### THE EXERCISE
Rewrite every line of the listing below, changing "indicate" to "mark" and leaving everything else as it is. Omit the pictures from your answer.

### DATASET EXTRACT
*-*-*
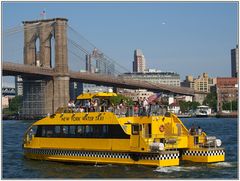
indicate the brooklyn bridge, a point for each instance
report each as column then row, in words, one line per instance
column 47, row 55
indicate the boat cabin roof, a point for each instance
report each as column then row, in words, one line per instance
column 96, row 95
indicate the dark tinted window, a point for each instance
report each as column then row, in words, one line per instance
column 82, row 131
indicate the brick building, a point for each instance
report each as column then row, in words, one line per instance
column 227, row 90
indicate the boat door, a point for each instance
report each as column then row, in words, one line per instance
column 134, row 142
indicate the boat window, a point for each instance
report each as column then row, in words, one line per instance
column 72, row 130
column 82, row 131
column 65, row 130
column 57, row 130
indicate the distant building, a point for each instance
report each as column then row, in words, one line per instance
column 77, row 88
column 203, row 83
column 234, row 61
column 199, row 96
column 136, row 95
column 19, row 85
column 227, row 91
column 139, row 63
column 5, row 102
column 154, row 76
column 8, row 92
*-*-*
### RESULT OF THIS TASK
mark the brooklyn bridge, a point for each instance
report each as column then row, in words, one line per instance
column 47, row 55
mark the boat cabin roof, a point for each instance
report each as column then row, in words, one line per instance
column 96, row 95
mark the dark tinted window, a point for each instance
report each as column then row, in words, one line per instance
column 82, row 131
mark the brick building, a point for each instance
report each as column then row, in words, one line per instance
column 227, row 90
mark the boat door, a point for each instance
report each as column then row, in words, one line per instance
column 134, row 142
mark the boat window, a point for each instance
report each as column then row, in words, one line per instance
column 72, row 130
column 82, row 131
column 65, row 130
column 57, row 130
mark the distant building, a point for each instance
report each as column then row, in words, one line per instance
column 77, row 88
column 203, row 83
column 234, row 61
column 199, row 96
column 136, row 95
column 19, row 85
column 227, row 91
column 139, row 63
column 5, row 102
column 154, row 76
column 8, row 92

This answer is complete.